**Written request A**
Answer these questions from the reply about the {parent} property:
(i) What answer does the reply give to the question posed in its header?
(ii) What was the {parent} property introduced specifically to do?
(iii) Without the {parent} property, what would have to be done with the foo Interface Operations?
**Written request B**
Write out the reply about the {parent} property word for word, from "The answer is" up to and including "should be local.".
═════ Extracted text
Re: Does {parent} affect equivalence of components for Interface Extension?

John,

The answer is YES.

This issue came up early in the spec [1]. The intuition is that nested 
components are local, so if two happen to look the same, that is an 
accident. Every nested component should have a unique parent. So if the 
parents differ, the nested components differ.

We introduced the {parent} property specifically to make nested components 
inequivalent when they have inequivalent parents. In your example, the two 
foo Interface Operations components are inequivalent.

If we didn't have the {parent} property then we'd have to collapse the foo 
Interface Operations into a single component. That component would 
therefore have two parents - not what we intended. They should be local.
══════════
═════ Collected data
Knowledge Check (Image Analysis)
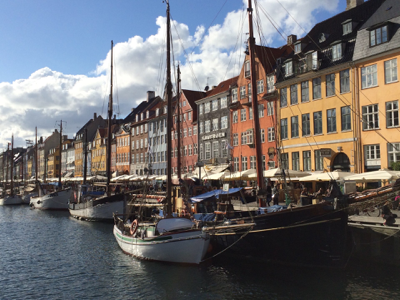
══════════
**Worked solution A**
(i) YES.
(ii) To make nested components inequivalent when they have inequivalent parents.
(iii) They would have to be collapsed into a single component.

**Worked solution B**
The answer is YES.

This issue came up early in the spec [1]. The intuition is that nested 
components are local, so if two happen to look the same, that is an 
accident. Every nested component should have a unique parent. So if the 
parents differ, the nested components differ.

We introduced the {parent} property specifically to make nested components 
inequivalent when they have inequivalent parents. In your example, the two 
foo Interface Operations components are inequivalent.

If we didn't have the {parent} property then we'd have to collapse the foo 
Interface Operations into a single component. That component would 
therefore have two parents - not what we intended. They should be local.